(Point-per-instance localization data)
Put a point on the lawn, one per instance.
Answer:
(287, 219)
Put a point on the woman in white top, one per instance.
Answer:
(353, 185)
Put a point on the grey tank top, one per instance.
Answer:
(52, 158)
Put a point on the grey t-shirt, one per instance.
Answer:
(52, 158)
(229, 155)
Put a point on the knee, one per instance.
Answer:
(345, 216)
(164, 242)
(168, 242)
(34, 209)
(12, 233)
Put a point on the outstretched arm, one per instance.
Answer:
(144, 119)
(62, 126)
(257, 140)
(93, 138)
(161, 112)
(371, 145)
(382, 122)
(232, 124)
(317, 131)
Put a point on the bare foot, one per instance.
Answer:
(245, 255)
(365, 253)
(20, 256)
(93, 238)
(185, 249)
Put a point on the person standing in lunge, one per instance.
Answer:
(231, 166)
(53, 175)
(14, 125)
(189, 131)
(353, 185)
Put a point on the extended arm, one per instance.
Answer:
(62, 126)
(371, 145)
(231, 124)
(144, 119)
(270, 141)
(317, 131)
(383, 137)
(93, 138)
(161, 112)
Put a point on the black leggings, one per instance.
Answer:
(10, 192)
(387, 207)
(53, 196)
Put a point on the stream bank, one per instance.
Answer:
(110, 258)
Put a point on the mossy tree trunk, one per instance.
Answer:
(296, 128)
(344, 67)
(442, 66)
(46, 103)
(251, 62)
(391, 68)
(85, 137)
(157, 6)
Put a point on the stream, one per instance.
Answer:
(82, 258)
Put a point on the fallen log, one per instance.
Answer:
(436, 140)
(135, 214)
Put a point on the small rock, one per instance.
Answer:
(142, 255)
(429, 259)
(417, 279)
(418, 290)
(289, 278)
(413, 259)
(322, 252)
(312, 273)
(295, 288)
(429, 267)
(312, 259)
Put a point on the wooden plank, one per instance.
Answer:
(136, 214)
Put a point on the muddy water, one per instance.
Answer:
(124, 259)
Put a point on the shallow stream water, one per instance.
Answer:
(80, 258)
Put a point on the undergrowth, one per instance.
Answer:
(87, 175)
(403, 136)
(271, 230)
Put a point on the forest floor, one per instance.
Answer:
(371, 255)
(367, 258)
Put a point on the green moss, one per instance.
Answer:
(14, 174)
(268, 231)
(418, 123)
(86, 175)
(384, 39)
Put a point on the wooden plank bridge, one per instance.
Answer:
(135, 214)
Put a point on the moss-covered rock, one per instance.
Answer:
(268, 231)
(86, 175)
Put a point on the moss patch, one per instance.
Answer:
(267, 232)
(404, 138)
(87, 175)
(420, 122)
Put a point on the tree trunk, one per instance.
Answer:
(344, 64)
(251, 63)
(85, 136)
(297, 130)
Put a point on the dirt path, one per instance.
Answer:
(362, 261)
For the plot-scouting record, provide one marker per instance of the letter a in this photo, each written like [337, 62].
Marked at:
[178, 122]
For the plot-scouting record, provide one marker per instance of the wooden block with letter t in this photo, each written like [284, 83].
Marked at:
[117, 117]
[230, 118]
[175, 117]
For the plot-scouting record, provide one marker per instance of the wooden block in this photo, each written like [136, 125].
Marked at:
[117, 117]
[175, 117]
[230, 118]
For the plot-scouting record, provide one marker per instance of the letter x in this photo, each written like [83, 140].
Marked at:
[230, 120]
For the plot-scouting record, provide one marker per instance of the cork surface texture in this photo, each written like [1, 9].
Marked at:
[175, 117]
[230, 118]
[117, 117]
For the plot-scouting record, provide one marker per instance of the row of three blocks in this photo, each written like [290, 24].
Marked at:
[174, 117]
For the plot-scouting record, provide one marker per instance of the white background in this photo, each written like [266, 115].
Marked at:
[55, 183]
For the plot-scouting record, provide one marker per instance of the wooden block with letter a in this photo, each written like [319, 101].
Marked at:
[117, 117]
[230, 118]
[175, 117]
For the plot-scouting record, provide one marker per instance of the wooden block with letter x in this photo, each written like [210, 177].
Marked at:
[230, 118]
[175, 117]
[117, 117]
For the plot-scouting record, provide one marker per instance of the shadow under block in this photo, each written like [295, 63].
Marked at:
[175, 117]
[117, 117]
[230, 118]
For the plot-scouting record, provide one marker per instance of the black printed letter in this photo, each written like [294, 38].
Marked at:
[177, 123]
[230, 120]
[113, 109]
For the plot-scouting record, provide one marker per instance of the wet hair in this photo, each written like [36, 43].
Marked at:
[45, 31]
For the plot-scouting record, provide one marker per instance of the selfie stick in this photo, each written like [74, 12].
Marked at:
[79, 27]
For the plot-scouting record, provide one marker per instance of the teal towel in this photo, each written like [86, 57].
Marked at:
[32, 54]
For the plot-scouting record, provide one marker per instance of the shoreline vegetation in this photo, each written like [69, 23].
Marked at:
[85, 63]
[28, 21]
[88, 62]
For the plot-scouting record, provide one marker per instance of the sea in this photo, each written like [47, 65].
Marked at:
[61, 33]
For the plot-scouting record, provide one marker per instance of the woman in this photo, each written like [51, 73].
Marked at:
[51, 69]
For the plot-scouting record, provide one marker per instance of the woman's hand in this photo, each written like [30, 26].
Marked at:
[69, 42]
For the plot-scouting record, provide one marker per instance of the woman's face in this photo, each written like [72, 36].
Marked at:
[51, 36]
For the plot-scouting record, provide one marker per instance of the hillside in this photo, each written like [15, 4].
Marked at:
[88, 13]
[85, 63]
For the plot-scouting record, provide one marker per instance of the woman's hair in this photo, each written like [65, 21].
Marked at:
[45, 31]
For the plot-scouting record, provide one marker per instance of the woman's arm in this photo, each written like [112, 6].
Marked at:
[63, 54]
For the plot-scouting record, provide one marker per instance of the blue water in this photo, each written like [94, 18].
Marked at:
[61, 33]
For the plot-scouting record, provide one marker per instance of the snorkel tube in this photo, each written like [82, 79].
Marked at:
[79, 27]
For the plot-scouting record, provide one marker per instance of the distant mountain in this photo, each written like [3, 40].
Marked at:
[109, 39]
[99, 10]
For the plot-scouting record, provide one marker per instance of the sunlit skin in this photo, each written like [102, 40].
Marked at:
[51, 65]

Requirement>
Nothing may be omitted. Restate all of the entries exactly.

Solution to the problem>
Put a point on the lawn, one per instance.
Answer:
(287, 219)
Put a point on the woman in white top, one per instance.
Answer:
(353, 185)
Put a point on the grey tank top, one per instance.
Answer:
(52, 158)
Put a point on the grey t-shirt, one per instance.
Answer:
(52, 158)
(229, 155)
Put a point on the knee, one per instance.
Answer:
(345, 216)
(164, 242)
(168, 242)
(34, 209)
(12, 233)
Put a point on the outstretched arm, one per instance.
Answer:
(144, 119)
(62, 126)
(257, 140)
(93, 138)
(161, 112)
(371, 145)
(382, 122)
(232, 124)
(317, 131)
Put a point on the bare foot, one per instance.
Answer:
(245, 255)
(365, 253)
(20, 256)
(93, 238)
(185, 249)
Put a point on the person standing in lunge, one per instance.
Answer:
(231, 166)
(53, 175)
(14, 125)
(189, 131)
(353, 185)
Put a point on the extended arm, one per instance.
Answer:
(62, 126)
(371, 145)
(231, 124)
(144, 119)
(270, 141)
(317, 131)
(383, 137)
(93, 138)
(161, 112)
Put a point on the black leggings, one per instance.
Answer:
(10, 192)
(387, 207)
(53, 196)
Put a point on the stream bank, one per instance.
Answer:
(110, 258)
Put a point on the mossy tree trunk, one per instance.
Answer:
(296, 128)
(344, 67)
(442, 66)
(46, 103)
(251, 62)
(391, 68)
(85, 137)
(157, 6)
Put a point on the stream, one per instance.
Answer:
(82, 258)
Put a point on the fallen log, one per instance.
Answer:
(436, 140)
(135, 214)
Put a point on the small rock, one per instance.
Answer:
(142, 255)
(429, 259)
(417, 279)
(418, 290)
(289, 278)
(413, 259)
(322, 252)
(312, 273)
(295, 288)
(429, 267)
(312, 259)
Put a point on the wooden plank, one per instance.
Answer:
(136, 214)
Put a point on the muddy water, one per instance.
Answer:
(124, 259)
Put a point on the shallow stream water, one per instance.
Answer:
(80, 258)
Put a point on the undergrowth, one per instance.
Answer:
(87, 175)
(403, 136)
(271, 230)
Put a point on the forest floor, one per instance.
Answer:
(371, 255)
(367, 258)
Put a point on the green moss, one per instance.
Answer:
(14, 174)
(268, 231)
(418, 123)
(86, 175)
(384, 39)
Put a point on the wooden plank bridge, one per instance.
Answer:
(135, 214)
Put a point on the moss-covered rock, one per instance.
Answer:
(268, 231)
(86, 175)
Put a point on the moss patch, one per instance.
Answer:
(267, 232)
(404, 138)
(87, 175)
(420, 122)
Put a point on the tree trunk, one per instance.
Answer:
(344, 64)
(251, 63)
(85, 136)
(297, 130)
Put a point on the dirt path, one per instance.
Answer:
(362, 261)
For the plot-scouting record, provide one marker per instance of the letter a in this photo, each written like [337, 62].
Marked at:
[178, 122]
For the plot-scouting record, provide one marker per instance of the wooden block with letter t in this photo, each written like [284, 83].
Marked at:
[117, 117]
[230, 118]
[175, 117]
For the plot-scouting record, provide one marker per instance of the wooden block in this photo, each written like [136, 125].
Marked at:
[117, 117]
[175, 117]
[230, 118]
For the plot-scouting record, provide one marker per instance of the letter x in this photo, each written like [83, 140].
Marked at:
[230, 120]
For the plot-scouting record, provide one marker per instance of the cork surface texture in this photo, each written like [1, 9].
Marked at:
[175, 117]
[230, 118]
[117, 117]
For the plot-scouting record, provide one marker per instance of the row of three blocks in this photo, each written like [290, 24].
Marked at:
[174, 117]
For the plot-scouting record, provide one marker per instance of the white background in this photo, each written like [266, 115].
Marked at:
[55, 183]
For the plot-scouting record, provide one marker per instance of the wooden block with letter a in this photo, each written like [319, 101].
Marked at:
[117, 117]
[230, 118]
[175, 117]
For the plot-scouting record, provide one marker per instance of the wooden block with letter x in this photo, each written like [210, 177].
Marked at:
[230, 118]
[175, 117]
[117, 117]
For the plot-scouting record, provide one marker per instance of the shadow under block in this photo, each written like [295, 63].
Marked at:
[175, 117]
[117, 117]
[230, 118]
For the plot-scouting record, provide one marker per instance of the black printed letter in this photo, each written like [294, 38].
Marked at:
[177, 123]
[230, 120]
[113, 109]
For the plot-scouting record, provide one marker per instance of the wet hair in this photo, each written like [36, 43].
Marked at:
[45, 31]
For the plot-scouting record, provide one marker per instance of the selfie stick in this photo, each written like [74, 12].
Marked at:
[79, 27]
For the plot-scouting record, provide one marker per instance of the teal towel in this photo, each written like [86, 57].
Marked at:
[32, 54]
For the plot-scouting record, provide one marker per instance of the shoreline vegetation in this photo, each written like [69, 23].
Marked at:
[85, 63]
[28, 21]
[88, 62]
For the plot-scouting record, provide one marker per instance of the sea in this photo, each written like [47, 65].
Marked at:
[61, 33]
For the plot-scouting record, provide one marker per instance of the woman in this photo, each written like [51, 73].
Marked at:
[51, 69]
For the plot-scouting record, provide one marker per instance of the woman's hand in this photo, each written like [30, 26].
Marked at:
[69, 42]
For the plot-scouting record, provide one marker per instance of the woman's face in this photo, each written like [72, 36].
Marked at:
[51, 36]
For the plot-scouting record, provide one marker per instance of the hillside in this photo, each written like [15, 4].
Marked at:
[88, 13]
[85, 63]
For the plot-scouting record, provide one marker per instance of the woman's hair in this photo, each written like [65, 21].
Marked at:
[45, 31]
For the plot-scouting record, provide one marker per instance of the woman's arm in this photo, each written like [112, 6].
Marked at:
[63, 54]
For the plot-scouting record, provide one marker per instance of the blue water in this photo, each written like [94, 18].
Marked at:
[61, 33]
For the plot-scouting record, provide one marker per instance of the snorkel tube in this photo, each written like [82, 79].
Marked at:
[79, 27]
For the plot-scouting record, provide one marker per instance of the distant mountain in this photo, each written like [3, 40].
Marked at:
[109, 39]
[99, 10]
For the plot-scouting record, provide one marker per instance of the sunlit skin in this photo, each written like [102, 40].
Marked at:
[51, 65]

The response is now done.